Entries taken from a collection
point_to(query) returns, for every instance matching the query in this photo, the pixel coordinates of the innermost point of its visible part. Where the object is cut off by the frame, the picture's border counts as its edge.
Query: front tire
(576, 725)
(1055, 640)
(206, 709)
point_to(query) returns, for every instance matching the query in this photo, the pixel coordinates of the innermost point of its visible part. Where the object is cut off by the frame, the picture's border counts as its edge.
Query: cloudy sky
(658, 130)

Assignment ::
What is needed is an exact copy of every record above.

Written reply ::
point_to(query) returns, for every instance matching the query in this photo, the pixel coordinates of the innermost point of its visible part. Where the object is cut off by the frame, the picture's border counts as its edge.
Query: front tire
(576, 725)
(1055, 640)
(206, 709)
point_to(query) returns, for every instance matching the query in this photo, the pixel coordinates of the innermost point of its visible part. Where the object is cut off by the frame, the picture's border counts as its edge.
Query: cloudy sky
(658, 130)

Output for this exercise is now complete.